**SELECTED TEXT**.
I got this waring but when I tried two minutes later there was no warning.

Alf

----------


## Alf

forum_safety.jpg

Testing to add warning as jpg file. Rather strange text I would say. It seems like it's an add-on on the forum page the "Microsoft Essentials" don't like???

Alf

----------


## Doc.AElstein

> .........Rather strange text I would say. It seems like it's an add-on on the forum page the "Microsoft Essentials" don't like???
> 
> Alf



..Good you "captured" that!  -----... interesting that Google finds nothing for "aibeegheey"  .. suggests I guess that someone is mucking about!

----------


## FDibbins

To get back on track with the thread title...


I am still getting this error/warning from McAfee (for 2 days now)...




> Use caution on this site
> http://www.excelforum.com/search.php?searchid=4080275
> Although the content on this site does not violate the acceptable usage policy, please exercise good judgment.
> A security risk is posed by this site.
> McAfee Content Category: Technical Information
> McAfee Security Rating: Yellow
> 
> 
> Powered By:  SiteAdvisor Enterprise



I get this EVERY time I open ANY window from this forum - very frustrating  :Mad:  :Mad:  :Mad:

----------


## Norie

Ford

Isn't that just a 'warning' about the site's content?

Have you checked the definition for the category 'Technical Information' in the McAfee documentation?

----------


## FDibbins

I agree that it's a warning, but I get that every time I open a window - and need to "continue" every time

I had this same problem a few weeks ago, it was fixed then - IT NEEDS TO BE FIXED now, as well!

Reported before on 02-12-2015, 03:28 PM

----------


## Doc.AElstein

> To get back on track with the thread title...
> .........



And if I may be so bold as to add getting back to possibly the main problem just now.. ….





> ......... it would be nice if it could get resolved pronto as my participation here is limited to using my phone while commuting until it is!



…. Him being shut – out for over a week now is a great loss to the Forum..

----------


## romperstomper

Well, Ford's experiences probably explain why it's blocked, and possibly also the delay in rectifying that. 

The downside for the forum is that Websense is used by quite a lot of enterprises so that's a lot of potential users lost. And it's not the first time this sort of thing has happened (it's why I always use a script blocker here).

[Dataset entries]
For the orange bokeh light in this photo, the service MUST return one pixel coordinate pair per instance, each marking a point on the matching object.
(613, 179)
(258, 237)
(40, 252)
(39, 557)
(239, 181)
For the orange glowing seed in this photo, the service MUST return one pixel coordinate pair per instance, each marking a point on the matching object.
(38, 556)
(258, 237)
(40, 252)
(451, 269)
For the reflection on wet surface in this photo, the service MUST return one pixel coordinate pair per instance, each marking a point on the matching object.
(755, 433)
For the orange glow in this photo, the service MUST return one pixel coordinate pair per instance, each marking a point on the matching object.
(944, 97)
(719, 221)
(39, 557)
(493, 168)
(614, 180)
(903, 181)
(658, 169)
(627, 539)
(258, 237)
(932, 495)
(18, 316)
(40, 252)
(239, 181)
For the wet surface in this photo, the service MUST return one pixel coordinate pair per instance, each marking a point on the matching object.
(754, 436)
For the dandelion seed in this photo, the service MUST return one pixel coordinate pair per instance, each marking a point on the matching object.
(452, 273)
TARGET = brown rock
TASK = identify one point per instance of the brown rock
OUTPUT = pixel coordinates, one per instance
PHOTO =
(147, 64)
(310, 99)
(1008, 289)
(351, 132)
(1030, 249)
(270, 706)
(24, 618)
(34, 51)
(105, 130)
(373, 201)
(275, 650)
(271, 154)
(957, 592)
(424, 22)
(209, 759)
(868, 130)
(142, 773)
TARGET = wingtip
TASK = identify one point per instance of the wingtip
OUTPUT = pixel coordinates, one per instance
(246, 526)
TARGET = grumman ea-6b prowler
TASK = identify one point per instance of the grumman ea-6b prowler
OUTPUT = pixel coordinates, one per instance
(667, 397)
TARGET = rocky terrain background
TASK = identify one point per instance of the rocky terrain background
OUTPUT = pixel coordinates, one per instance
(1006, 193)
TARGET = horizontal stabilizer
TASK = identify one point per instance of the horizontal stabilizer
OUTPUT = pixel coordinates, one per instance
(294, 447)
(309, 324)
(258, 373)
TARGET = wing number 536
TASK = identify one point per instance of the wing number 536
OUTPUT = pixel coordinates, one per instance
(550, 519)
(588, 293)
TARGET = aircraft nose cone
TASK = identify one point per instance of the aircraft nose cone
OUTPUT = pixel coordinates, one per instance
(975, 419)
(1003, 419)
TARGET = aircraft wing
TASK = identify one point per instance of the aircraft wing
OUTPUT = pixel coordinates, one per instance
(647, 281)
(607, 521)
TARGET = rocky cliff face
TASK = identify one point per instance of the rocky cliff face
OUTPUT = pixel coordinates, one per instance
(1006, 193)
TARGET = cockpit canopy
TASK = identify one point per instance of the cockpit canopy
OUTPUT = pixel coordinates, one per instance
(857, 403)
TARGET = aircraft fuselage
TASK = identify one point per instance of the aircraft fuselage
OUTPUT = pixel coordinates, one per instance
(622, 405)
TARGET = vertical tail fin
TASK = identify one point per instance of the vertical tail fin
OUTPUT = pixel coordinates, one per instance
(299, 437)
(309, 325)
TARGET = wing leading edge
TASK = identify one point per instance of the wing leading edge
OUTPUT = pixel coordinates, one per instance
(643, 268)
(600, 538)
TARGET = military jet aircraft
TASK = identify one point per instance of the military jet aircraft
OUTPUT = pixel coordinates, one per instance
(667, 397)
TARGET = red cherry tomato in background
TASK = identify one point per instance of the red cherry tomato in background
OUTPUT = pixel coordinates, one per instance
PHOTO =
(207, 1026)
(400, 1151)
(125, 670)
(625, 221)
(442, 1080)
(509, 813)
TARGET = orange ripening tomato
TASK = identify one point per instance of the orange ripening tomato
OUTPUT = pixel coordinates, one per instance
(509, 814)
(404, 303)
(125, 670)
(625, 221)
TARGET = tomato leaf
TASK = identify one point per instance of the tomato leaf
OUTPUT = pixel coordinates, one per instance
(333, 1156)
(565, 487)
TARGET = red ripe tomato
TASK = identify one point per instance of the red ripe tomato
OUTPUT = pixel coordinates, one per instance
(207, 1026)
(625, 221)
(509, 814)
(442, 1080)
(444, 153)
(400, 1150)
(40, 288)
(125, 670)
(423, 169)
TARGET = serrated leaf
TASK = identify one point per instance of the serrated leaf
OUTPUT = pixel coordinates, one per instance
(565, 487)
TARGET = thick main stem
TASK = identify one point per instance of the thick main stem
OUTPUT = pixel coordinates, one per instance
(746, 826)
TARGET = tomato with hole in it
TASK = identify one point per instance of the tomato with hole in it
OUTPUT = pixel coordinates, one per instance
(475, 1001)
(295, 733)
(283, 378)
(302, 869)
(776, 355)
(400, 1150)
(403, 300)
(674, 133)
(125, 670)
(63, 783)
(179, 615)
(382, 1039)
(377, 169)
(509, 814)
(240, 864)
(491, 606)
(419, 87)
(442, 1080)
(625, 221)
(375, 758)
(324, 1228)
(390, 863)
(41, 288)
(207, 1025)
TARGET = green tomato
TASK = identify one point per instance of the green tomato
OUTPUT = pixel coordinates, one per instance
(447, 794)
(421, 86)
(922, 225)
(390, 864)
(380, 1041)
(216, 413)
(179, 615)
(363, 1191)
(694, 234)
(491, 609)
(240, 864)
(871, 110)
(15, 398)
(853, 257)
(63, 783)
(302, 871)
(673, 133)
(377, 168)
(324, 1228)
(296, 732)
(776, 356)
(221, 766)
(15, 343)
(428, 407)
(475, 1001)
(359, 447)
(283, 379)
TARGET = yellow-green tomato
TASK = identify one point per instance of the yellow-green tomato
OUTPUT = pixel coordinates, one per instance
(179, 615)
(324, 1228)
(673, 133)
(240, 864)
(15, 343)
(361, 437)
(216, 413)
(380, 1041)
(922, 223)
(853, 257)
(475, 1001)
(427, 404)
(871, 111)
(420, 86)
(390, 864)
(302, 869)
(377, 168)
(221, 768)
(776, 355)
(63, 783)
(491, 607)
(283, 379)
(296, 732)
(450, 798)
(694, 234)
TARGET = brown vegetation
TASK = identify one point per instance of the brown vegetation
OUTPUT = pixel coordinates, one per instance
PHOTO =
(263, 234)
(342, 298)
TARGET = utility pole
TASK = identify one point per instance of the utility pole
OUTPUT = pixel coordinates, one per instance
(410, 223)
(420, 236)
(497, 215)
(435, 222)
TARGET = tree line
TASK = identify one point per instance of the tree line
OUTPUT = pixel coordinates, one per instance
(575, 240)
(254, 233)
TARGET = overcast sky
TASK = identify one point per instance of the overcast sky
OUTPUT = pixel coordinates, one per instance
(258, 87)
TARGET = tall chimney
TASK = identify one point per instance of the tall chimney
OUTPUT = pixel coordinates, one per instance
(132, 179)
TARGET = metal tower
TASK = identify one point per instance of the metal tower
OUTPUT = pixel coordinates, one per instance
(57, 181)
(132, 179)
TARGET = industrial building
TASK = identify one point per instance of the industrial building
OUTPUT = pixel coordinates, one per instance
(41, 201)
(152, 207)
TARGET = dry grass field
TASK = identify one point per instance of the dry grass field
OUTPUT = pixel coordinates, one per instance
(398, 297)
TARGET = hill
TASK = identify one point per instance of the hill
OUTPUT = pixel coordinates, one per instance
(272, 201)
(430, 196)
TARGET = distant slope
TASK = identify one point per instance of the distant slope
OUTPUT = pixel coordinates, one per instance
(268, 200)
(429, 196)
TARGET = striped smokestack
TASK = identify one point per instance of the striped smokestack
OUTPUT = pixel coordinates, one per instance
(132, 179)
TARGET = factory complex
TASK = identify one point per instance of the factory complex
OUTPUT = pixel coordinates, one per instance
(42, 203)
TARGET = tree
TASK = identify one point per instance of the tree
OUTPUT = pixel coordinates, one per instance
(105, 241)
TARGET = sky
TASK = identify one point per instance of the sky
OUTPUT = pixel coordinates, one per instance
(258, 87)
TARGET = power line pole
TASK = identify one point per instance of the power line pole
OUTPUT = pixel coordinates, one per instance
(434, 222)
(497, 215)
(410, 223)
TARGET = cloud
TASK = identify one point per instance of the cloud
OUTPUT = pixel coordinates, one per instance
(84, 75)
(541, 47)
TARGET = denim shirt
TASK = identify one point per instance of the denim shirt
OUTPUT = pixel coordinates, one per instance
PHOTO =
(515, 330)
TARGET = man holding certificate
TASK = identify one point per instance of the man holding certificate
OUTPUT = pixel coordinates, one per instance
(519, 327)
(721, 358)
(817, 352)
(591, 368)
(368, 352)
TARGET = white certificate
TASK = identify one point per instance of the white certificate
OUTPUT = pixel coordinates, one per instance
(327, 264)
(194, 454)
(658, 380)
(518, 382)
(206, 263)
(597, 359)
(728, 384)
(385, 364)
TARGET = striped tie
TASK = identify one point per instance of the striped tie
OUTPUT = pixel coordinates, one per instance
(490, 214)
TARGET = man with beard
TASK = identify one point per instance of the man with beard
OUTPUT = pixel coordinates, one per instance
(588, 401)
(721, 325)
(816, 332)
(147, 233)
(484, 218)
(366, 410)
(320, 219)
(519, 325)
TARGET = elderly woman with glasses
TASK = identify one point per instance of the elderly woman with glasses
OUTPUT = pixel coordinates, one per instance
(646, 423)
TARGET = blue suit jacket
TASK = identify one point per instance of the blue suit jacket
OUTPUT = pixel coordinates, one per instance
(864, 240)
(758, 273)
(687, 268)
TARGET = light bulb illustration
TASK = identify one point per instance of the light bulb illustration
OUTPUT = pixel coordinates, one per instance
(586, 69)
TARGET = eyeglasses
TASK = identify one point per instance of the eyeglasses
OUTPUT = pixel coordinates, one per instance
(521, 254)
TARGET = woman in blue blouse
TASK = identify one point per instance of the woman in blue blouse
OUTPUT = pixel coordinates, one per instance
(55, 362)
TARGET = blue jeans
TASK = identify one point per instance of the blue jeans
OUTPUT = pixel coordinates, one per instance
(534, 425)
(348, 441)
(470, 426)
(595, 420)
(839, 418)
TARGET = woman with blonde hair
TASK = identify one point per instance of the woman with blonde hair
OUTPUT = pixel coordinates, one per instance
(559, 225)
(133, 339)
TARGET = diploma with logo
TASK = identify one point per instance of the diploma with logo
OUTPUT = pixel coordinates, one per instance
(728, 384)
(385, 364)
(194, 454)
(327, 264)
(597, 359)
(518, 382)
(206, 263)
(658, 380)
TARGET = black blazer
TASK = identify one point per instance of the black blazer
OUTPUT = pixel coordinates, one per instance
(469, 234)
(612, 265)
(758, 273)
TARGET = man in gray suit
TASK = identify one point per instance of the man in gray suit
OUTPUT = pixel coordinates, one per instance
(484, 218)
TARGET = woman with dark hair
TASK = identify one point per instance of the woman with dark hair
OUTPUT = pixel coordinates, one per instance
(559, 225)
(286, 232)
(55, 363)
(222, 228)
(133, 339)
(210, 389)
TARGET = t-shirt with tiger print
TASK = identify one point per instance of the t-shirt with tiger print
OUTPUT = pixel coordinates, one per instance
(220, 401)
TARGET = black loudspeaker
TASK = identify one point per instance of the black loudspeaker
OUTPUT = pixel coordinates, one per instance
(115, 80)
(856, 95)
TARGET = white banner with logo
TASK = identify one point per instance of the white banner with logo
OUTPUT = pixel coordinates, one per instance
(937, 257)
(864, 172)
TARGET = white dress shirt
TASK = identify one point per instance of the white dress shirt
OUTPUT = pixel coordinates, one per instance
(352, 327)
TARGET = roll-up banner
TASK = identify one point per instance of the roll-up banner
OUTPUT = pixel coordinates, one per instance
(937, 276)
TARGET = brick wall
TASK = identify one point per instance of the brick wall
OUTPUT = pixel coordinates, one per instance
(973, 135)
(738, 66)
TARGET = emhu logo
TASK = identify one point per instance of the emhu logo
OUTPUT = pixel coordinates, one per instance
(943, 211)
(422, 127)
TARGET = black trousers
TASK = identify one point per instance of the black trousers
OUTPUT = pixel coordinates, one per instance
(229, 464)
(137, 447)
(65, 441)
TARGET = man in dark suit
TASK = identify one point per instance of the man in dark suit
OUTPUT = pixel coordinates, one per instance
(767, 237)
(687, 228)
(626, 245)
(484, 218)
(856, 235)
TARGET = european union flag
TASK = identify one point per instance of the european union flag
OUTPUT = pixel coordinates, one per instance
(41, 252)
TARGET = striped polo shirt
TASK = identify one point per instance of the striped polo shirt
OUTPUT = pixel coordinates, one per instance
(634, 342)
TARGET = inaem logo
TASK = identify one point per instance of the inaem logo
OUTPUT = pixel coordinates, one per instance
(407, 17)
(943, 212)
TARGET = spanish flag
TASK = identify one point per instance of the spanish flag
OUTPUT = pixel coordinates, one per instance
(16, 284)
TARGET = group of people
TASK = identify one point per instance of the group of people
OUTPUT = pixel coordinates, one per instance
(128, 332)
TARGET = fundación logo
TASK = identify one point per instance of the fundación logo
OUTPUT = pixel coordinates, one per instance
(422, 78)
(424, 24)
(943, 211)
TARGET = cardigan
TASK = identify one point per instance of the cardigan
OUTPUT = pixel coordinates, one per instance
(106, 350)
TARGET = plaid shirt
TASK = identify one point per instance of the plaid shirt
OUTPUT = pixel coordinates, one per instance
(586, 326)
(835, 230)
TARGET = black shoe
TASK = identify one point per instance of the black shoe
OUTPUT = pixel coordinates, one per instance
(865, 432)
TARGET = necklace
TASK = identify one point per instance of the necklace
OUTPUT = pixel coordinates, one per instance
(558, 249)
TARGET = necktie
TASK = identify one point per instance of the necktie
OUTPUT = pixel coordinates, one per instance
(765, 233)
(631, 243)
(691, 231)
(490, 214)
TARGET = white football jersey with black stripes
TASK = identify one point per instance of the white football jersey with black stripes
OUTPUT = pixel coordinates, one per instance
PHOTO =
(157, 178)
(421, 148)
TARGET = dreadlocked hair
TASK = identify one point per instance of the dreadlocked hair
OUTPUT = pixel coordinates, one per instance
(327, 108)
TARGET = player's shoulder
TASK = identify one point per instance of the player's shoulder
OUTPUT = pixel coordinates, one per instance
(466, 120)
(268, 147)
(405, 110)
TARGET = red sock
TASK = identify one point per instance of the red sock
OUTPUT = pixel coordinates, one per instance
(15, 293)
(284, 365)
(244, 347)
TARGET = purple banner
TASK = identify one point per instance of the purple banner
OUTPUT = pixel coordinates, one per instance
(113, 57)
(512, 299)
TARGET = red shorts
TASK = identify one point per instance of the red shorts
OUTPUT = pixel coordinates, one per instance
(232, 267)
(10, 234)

**TASK REQUIREMENTS**. Reproduce the part of the forum thread starting at "And if I may" and ending at "to the Forum..". The data above has no connection to the forum thread.

**TASK RESULT**.
And if I may be so bold as to add getting back to possibly the main problem just now.. ….





> ......... it would be nice if it could get resolved pronto as my participation here is limited to using my phone while commuting until it is!



…. Him being shut – out for over a week now is a great loss to the Forum..